#### INSTRUCTIONS FOR THE TASK
The answer must consist of every line from the data that holds "grass".

+++

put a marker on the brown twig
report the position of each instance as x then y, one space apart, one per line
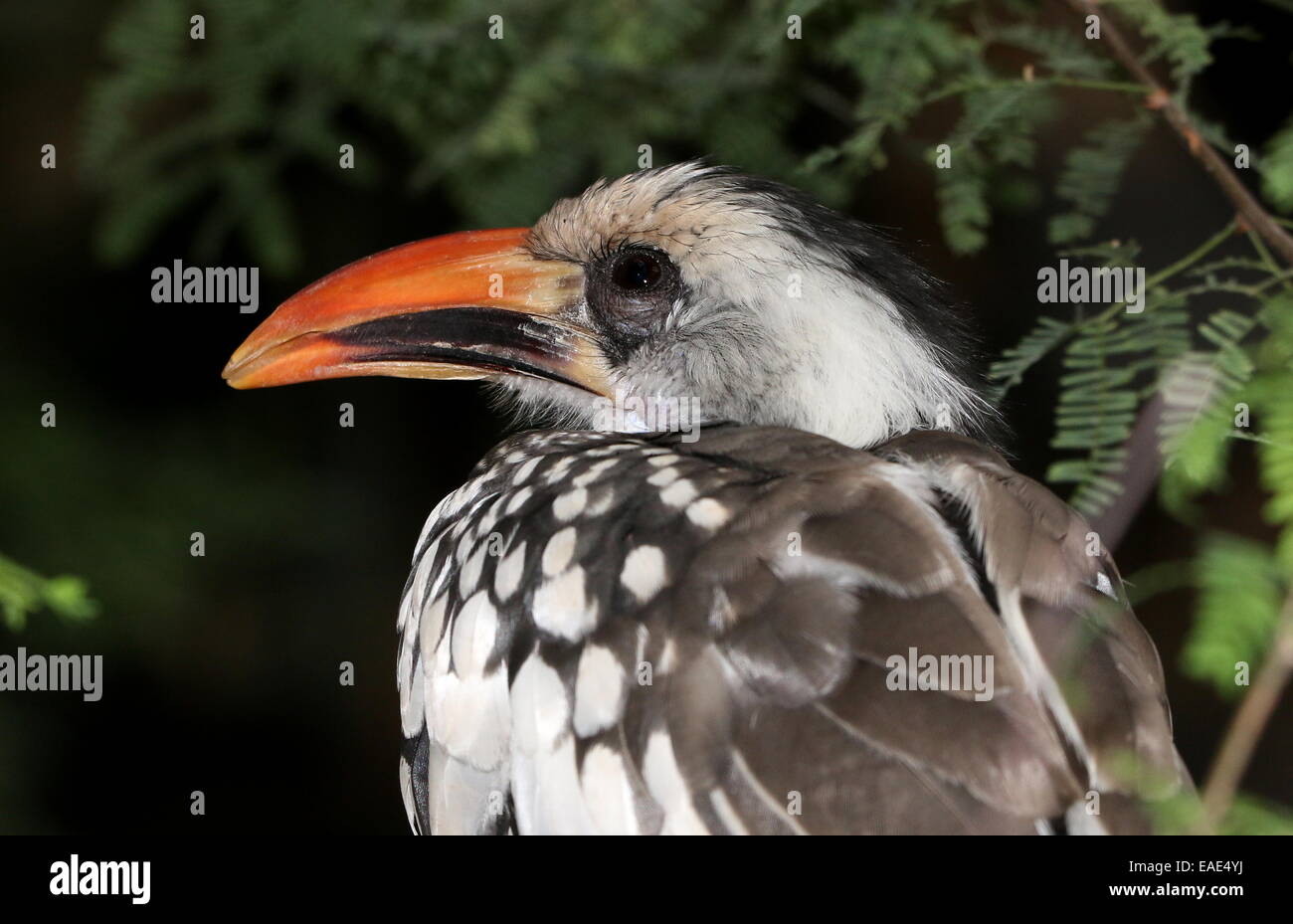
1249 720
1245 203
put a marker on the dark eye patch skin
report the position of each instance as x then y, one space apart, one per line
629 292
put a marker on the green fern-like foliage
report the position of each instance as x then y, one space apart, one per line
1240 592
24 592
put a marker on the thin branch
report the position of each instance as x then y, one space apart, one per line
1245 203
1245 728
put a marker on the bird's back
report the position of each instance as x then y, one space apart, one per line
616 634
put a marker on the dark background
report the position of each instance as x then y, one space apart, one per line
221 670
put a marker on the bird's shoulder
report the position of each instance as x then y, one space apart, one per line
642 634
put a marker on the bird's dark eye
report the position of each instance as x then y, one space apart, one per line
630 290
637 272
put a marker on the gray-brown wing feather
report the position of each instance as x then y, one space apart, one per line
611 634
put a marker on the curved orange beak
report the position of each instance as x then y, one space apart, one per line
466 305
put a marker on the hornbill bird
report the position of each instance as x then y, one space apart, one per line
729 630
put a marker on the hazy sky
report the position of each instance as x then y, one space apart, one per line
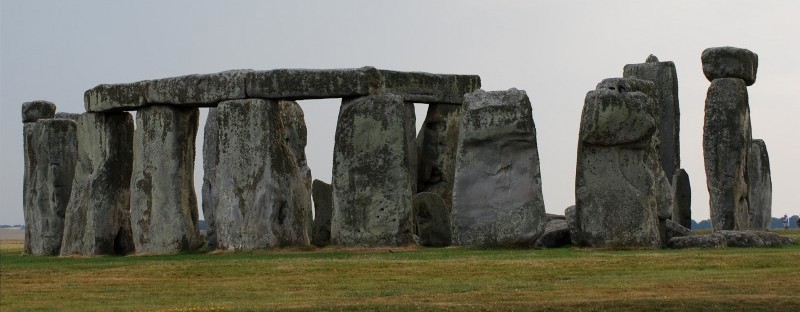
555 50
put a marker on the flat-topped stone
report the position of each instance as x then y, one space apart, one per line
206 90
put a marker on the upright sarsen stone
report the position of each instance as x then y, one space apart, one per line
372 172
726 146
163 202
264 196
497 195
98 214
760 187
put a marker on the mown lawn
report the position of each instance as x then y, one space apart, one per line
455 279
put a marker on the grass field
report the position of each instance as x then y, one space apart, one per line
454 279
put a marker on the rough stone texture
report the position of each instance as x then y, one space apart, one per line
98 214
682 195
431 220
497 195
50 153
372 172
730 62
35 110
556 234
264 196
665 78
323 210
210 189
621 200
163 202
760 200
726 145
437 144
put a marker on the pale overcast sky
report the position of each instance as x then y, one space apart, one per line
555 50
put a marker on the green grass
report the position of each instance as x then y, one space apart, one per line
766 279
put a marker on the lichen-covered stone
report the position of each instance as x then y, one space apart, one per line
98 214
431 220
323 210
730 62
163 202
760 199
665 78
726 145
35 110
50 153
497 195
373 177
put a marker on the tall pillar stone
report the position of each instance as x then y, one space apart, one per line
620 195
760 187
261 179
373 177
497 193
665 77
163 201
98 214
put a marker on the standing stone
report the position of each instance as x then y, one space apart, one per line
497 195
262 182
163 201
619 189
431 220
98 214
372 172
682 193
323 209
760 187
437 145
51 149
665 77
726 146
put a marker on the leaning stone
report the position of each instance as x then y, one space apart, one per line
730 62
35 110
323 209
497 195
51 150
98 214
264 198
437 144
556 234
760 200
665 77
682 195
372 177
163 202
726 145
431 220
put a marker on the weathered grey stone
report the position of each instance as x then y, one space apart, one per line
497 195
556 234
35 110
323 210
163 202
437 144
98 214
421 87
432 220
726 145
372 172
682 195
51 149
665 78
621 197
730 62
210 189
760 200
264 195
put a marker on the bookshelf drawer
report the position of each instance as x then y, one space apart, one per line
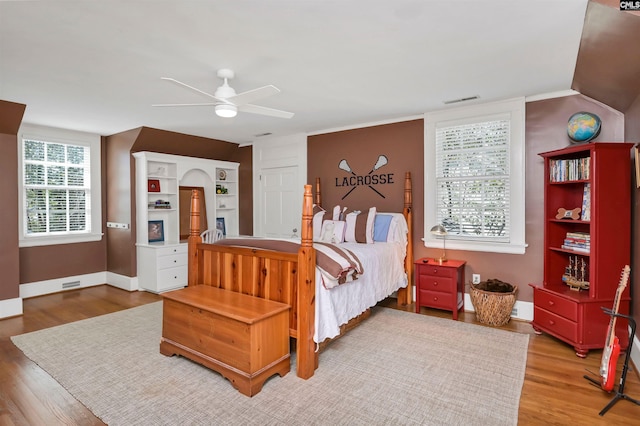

+++

#### SOLUTION FOR THIS TASK
put a marker on the grass field
put a marker on the green grass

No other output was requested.